▸ What the task requires
Copy exactly the lines of the records below, and only those lines, beginning with the line that contains "Query: paved ground" and ending with the line that contains "Query: metal shutter".

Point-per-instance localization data
#####

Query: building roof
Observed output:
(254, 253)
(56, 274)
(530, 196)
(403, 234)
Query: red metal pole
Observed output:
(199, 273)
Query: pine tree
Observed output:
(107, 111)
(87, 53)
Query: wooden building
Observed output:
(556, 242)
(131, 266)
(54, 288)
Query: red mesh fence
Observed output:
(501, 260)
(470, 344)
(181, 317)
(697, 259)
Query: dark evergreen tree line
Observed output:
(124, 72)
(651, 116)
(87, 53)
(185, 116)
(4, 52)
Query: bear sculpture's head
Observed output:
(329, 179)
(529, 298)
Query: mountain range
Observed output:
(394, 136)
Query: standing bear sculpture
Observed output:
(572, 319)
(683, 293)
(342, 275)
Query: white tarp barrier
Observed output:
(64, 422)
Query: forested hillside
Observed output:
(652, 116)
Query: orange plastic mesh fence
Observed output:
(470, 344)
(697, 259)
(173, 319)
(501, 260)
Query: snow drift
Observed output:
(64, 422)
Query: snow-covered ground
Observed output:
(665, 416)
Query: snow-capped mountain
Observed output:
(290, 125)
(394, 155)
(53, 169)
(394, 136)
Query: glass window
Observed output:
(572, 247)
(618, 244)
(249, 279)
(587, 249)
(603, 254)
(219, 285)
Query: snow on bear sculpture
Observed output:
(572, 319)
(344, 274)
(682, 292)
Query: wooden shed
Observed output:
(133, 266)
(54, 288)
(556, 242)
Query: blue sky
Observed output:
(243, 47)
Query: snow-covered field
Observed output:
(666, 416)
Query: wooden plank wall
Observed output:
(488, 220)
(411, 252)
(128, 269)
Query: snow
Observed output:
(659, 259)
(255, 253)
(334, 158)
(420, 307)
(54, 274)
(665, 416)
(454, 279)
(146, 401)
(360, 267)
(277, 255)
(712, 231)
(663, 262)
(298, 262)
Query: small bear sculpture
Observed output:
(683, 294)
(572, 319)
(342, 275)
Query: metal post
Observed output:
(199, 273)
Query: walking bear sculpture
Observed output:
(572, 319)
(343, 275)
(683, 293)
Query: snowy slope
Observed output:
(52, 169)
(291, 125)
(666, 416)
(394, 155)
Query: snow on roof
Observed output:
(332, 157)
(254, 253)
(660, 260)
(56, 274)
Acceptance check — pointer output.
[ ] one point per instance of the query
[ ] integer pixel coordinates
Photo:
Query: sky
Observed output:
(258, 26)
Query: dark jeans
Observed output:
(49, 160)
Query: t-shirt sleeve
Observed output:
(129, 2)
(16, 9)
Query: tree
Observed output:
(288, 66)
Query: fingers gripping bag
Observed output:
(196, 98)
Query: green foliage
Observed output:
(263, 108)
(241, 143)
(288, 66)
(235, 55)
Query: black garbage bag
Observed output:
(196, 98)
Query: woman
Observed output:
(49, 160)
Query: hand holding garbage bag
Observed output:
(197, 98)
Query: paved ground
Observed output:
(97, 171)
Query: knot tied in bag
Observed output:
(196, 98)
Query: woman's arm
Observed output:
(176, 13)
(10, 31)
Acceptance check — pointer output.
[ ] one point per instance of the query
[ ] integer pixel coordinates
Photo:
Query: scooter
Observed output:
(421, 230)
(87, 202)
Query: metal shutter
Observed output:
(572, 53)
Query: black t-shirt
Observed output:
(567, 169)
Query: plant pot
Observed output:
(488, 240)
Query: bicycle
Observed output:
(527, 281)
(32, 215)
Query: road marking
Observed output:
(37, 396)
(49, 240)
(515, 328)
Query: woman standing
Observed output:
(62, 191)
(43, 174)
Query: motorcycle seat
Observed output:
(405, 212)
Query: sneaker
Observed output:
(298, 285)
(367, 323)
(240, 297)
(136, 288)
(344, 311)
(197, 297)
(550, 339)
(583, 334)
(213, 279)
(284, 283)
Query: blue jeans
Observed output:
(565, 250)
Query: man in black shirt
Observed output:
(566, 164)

#####

▸ Result
Query: paved ground
Observed output:
(97, 171)
Query: knot tied in bag
Observed output:
(196, 98)
Query: woman's arm
Observed output:
(176, 13)
(10, 31)
Acceptance check — pointer output.
[ ] one point per instance of the query
[ ] integer pixel coordinates
Photo:
Query: scooter
Observed output:
(421, 230)
(87, 202)
Query: metal shutter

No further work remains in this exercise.